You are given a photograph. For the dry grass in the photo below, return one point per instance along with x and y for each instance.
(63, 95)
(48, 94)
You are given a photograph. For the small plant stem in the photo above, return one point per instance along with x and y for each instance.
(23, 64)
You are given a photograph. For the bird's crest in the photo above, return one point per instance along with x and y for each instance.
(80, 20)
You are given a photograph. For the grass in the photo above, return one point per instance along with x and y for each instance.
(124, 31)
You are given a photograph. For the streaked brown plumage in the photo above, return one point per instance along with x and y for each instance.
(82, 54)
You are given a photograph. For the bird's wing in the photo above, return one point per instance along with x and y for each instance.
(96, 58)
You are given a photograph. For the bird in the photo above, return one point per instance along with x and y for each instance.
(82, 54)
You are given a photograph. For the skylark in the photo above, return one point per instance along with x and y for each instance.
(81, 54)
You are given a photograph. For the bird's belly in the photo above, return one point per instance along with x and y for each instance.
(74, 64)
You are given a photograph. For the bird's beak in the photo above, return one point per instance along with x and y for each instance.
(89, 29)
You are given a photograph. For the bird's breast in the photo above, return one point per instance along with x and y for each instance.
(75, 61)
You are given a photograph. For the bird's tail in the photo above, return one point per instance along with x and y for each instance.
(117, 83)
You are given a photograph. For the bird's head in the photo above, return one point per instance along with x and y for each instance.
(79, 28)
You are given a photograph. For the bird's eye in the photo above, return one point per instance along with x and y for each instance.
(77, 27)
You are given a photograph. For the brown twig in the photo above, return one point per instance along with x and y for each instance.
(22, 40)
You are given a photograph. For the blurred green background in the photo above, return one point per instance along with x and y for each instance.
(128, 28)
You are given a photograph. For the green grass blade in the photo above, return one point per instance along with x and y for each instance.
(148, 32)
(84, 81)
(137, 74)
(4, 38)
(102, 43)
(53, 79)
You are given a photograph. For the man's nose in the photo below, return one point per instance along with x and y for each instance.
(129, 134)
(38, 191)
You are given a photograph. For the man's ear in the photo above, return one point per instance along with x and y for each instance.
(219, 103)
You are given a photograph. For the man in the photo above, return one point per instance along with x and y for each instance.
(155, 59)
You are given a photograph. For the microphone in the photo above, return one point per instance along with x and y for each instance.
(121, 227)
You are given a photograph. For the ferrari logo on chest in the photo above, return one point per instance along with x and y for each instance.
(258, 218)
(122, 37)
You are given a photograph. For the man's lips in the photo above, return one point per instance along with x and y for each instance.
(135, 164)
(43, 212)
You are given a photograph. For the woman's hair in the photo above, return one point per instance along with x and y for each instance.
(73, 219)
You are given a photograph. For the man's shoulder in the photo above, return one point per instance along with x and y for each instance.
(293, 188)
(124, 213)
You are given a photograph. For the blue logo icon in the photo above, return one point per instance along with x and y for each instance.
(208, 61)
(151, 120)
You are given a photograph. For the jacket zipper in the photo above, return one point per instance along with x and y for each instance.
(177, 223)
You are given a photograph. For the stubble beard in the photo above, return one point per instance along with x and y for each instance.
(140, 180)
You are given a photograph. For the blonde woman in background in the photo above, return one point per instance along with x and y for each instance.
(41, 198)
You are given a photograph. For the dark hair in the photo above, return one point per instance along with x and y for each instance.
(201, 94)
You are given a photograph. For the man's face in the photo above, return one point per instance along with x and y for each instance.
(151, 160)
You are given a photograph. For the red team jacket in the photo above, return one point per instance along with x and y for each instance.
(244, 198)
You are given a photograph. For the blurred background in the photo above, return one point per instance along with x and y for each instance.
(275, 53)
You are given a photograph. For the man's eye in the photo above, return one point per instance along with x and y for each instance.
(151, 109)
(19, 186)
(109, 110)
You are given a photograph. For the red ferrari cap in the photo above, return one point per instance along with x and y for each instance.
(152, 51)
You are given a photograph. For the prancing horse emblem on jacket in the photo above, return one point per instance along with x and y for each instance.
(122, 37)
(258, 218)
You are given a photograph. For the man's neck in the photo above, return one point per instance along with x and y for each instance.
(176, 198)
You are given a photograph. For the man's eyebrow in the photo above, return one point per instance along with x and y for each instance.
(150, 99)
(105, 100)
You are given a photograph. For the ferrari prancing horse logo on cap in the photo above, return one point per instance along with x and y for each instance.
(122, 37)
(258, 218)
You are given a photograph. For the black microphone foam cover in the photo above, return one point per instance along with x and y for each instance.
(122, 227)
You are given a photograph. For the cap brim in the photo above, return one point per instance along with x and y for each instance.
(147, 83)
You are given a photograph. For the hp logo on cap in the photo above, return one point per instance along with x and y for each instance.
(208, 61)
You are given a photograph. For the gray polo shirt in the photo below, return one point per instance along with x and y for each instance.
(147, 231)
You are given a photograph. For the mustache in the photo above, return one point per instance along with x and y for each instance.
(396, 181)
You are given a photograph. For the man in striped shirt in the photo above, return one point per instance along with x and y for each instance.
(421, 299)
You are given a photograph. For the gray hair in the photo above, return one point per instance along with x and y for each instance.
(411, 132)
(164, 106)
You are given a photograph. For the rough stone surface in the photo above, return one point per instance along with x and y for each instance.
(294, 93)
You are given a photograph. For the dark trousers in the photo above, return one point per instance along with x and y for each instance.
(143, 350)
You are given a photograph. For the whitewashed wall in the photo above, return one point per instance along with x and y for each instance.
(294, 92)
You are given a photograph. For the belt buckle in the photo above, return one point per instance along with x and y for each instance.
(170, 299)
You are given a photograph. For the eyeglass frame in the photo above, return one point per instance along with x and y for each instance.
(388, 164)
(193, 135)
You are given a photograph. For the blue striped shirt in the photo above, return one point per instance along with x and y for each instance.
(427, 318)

_ _ _ _ _

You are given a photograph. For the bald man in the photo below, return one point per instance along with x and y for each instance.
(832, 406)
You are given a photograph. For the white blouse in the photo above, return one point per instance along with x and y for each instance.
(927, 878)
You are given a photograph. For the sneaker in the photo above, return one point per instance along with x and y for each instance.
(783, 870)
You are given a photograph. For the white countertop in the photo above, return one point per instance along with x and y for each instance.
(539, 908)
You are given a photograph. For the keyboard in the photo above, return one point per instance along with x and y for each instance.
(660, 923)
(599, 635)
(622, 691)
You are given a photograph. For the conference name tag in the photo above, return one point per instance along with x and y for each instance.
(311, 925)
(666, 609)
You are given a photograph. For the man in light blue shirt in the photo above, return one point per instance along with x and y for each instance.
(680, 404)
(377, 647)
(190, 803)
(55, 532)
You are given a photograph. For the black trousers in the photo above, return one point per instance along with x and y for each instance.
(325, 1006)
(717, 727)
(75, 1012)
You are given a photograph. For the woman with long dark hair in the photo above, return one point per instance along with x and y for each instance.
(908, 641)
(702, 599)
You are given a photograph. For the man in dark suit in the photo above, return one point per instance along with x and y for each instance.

_ _ _ _ _

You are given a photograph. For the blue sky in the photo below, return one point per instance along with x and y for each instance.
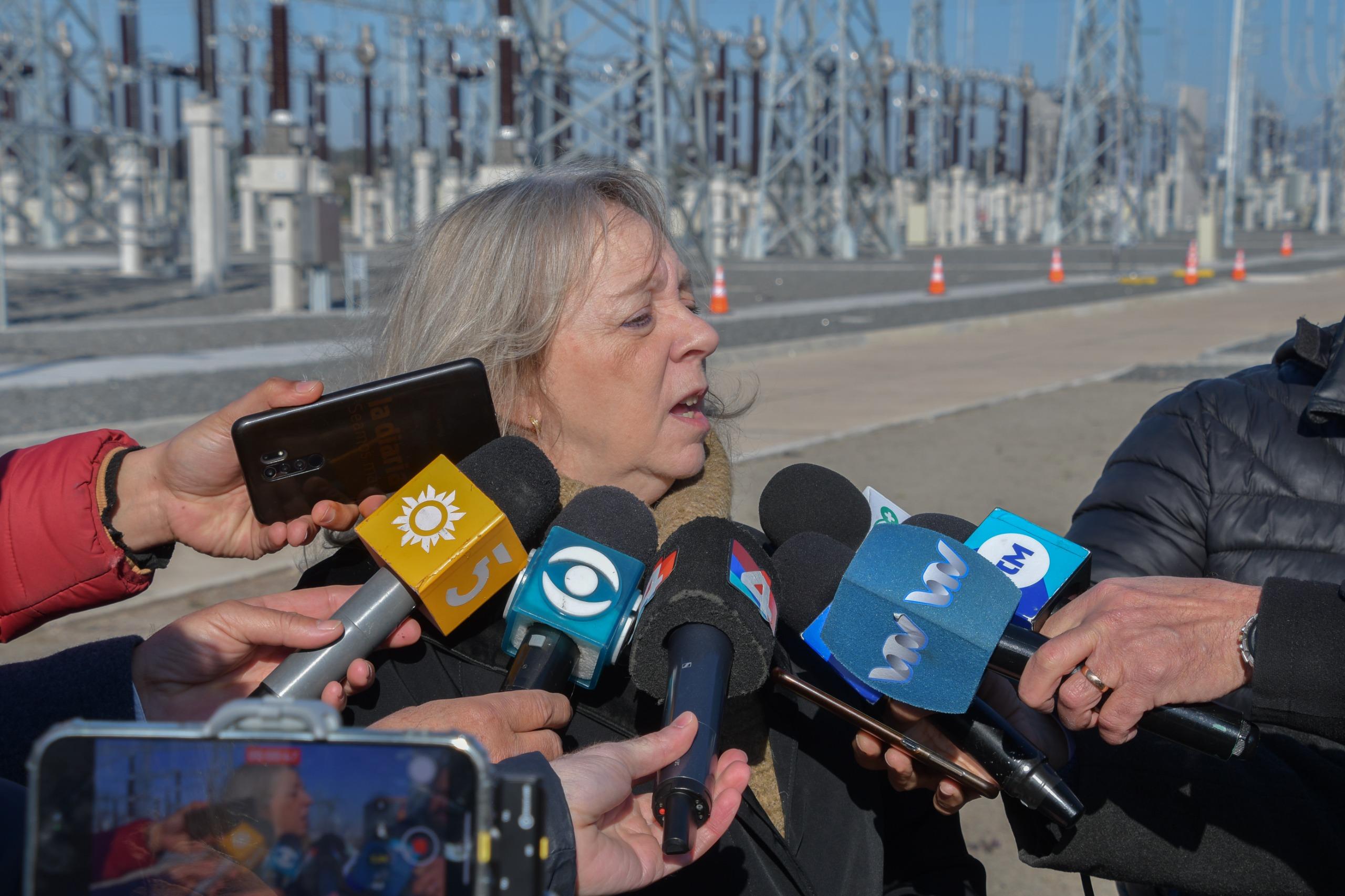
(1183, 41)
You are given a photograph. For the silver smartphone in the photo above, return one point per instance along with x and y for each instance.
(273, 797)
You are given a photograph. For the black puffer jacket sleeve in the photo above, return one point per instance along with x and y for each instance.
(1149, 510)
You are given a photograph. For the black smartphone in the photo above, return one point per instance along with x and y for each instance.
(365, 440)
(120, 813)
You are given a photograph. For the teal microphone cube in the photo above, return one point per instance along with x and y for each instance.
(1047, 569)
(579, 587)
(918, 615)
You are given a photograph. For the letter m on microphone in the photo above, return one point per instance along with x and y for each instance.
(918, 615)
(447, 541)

_ _ _ _ _

> _What is expected_
Gather every line of the material above that contains the string "background". Copy each of those lines in full.

> _Result of the task_
You are given a photograph. For the blurred green background in the photo above, return one point per instance along with x and y for each instance.
You are given a photograph. For the blonde woman in background in the photo above, return one point per instance along with x and y for each instance.
You are given a photograph. For the blurred background in the photo above, return one point per instance along with x and y for each instance.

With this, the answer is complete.